Essere cristiani nel nostro tempo (2)

Cari amici e care amiche di donnacristiana, ringrazio innanzitutto coloro che hanno inviato i commenti al primo articolo dedicato al tema della fede, contribuendo in tal modo a costruire una comunicazione virtuale che sia luogo di incontro per condividere pensieri, parole, esperienze che ci avvicinano.
In questo e nei prossimi articoli rifletteremo su cosa significhi credere e vivere la fede per essere veramente cristiani alla luce della Dottrina che la Chiesa ha ricevuto dal Maestro e custodito e tramandato nel corso dei secoli.
Nostri punti di riferimento saranno il Concilio Vaticano II, con il suo insegnamento riguardo alla natura della fede autentica, e la testimonianza di fratelli e sorelle che hanno scoperto la bellezza dell’essere cristiani con tutto ciò che questo comporta sul piano personale e su quello delle relazioni con altri cristiani e col mondo.
Il Concilio è magistero della Chiesa e va seguito
In diverse occasioni Papa Francesco ha esortato i fedeli a prestare attenzione agli insegnamenti del Concilio, ricordando che fare questo significa stare con la Chiesa, mentre il non seguirlo o interpretarlo a proprio modo significa il contrario.

* [COSA FARE]: Puoi ricopiare per intero il testo sull'essere cristiani nel nostro tempo, senza cambiare nulla? Il materiale che segue è a sé stante e non fa parte del testo.

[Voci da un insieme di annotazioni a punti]
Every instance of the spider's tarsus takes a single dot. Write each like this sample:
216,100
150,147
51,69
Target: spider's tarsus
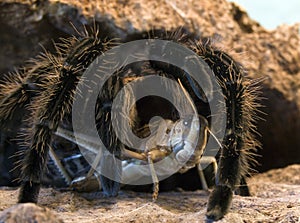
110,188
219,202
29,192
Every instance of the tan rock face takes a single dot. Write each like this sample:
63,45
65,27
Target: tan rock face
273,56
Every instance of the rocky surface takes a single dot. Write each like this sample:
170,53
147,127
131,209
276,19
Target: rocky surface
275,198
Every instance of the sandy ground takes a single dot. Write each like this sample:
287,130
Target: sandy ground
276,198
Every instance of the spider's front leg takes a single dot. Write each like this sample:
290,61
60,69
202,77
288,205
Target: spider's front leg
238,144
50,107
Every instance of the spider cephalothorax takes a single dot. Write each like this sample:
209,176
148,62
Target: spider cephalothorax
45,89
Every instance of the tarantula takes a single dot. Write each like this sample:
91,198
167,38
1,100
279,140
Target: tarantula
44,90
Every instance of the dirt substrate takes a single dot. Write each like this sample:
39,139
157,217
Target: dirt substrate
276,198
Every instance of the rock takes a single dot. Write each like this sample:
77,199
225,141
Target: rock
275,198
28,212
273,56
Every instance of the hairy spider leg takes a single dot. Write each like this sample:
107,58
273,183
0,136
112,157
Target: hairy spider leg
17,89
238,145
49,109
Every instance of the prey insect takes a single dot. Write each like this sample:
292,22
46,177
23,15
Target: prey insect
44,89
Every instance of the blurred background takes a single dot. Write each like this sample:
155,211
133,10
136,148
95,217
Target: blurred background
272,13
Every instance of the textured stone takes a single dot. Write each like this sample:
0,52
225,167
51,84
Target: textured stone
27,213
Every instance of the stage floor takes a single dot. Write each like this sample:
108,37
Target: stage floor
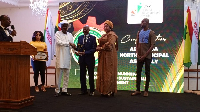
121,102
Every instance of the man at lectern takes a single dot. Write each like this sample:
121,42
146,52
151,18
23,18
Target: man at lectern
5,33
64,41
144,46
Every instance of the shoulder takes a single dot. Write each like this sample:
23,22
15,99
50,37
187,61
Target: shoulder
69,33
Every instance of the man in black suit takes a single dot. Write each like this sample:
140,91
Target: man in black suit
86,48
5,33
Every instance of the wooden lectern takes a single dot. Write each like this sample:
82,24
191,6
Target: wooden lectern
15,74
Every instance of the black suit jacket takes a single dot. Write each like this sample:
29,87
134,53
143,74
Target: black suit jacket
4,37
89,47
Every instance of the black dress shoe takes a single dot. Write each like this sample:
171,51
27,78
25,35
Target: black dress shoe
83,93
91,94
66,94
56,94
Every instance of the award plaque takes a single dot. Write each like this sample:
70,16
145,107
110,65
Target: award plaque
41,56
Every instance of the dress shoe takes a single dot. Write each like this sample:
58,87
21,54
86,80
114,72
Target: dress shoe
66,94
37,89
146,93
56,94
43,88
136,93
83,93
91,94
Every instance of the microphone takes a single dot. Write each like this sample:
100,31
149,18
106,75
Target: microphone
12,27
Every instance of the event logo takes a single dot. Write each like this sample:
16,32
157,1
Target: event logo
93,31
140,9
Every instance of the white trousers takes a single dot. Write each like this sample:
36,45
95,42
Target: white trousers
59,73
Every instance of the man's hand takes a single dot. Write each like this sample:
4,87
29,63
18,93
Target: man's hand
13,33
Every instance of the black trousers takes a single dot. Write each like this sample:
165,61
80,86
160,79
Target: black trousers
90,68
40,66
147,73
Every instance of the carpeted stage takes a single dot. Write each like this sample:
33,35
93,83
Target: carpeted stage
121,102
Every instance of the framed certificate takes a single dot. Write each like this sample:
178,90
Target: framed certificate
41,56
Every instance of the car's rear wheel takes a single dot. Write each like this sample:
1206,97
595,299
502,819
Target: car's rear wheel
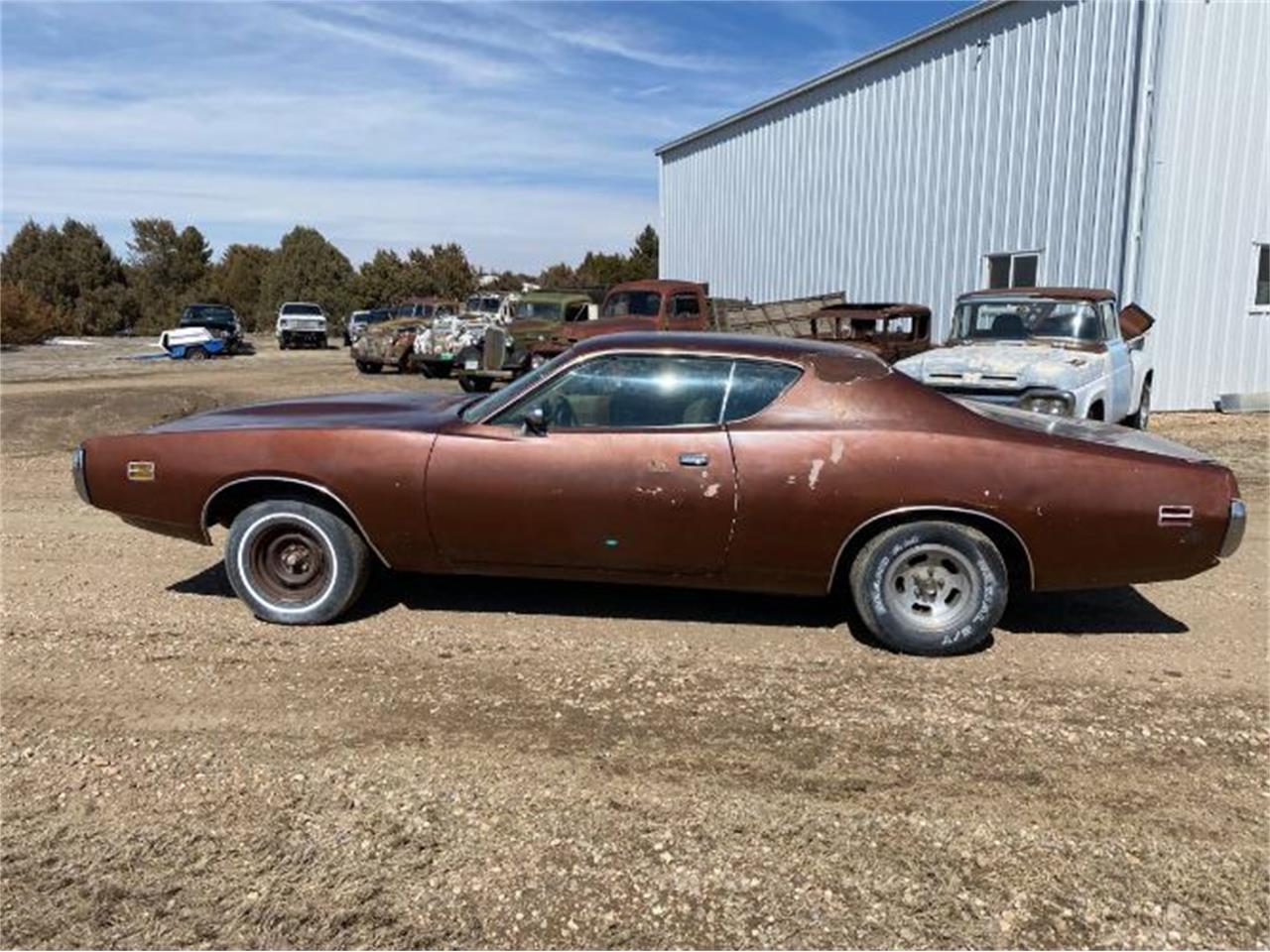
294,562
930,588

* [RISPOSTA]:
Essere cristiani nel nostro tempo (2)

Cari amici e care amiche di donnacristiana, ringrazio innanzitutto coloro che hanno inviato i commenti al primo articolo dedicato al tema della fede, contribuendo in tal modo a costruire una comunicazione virtuale che sia luogo di incontro per condividere pensieri, parole, esperienze che ci avvicinano.
In questo e nei prossimi articoli rifletteremo su cosa significhi credere e vivere la fede per essere veramente cristiani alla luce della Dottrina che la Chiesa ha ricevuto dal Maestro e custodito e tramandato nel corso dei secoli.
Nostri punti di riferimento saranno il Concilio Vaticano II, con il suo insegnamento riguardo alla natura della fede autentica, e la testimonianza di fratelli e sorelle che hanno scoperto la bellezza dell’essere cristiani con tutto ciò che questo comporta sul piano personale e su quello delle relazioni con altri cristiani e col mondo.
Il Concilio è magistero della Chiesa e va seguito
In diverse occasioni Papa Francesco ha esortato i fedeli a prestare attenzione agli insegnamenti del Concilio, ricordando che fare questo significa stare con la Chiesa, mentre il non seguirlo o interpretarlo a proprio modo significa il contrario.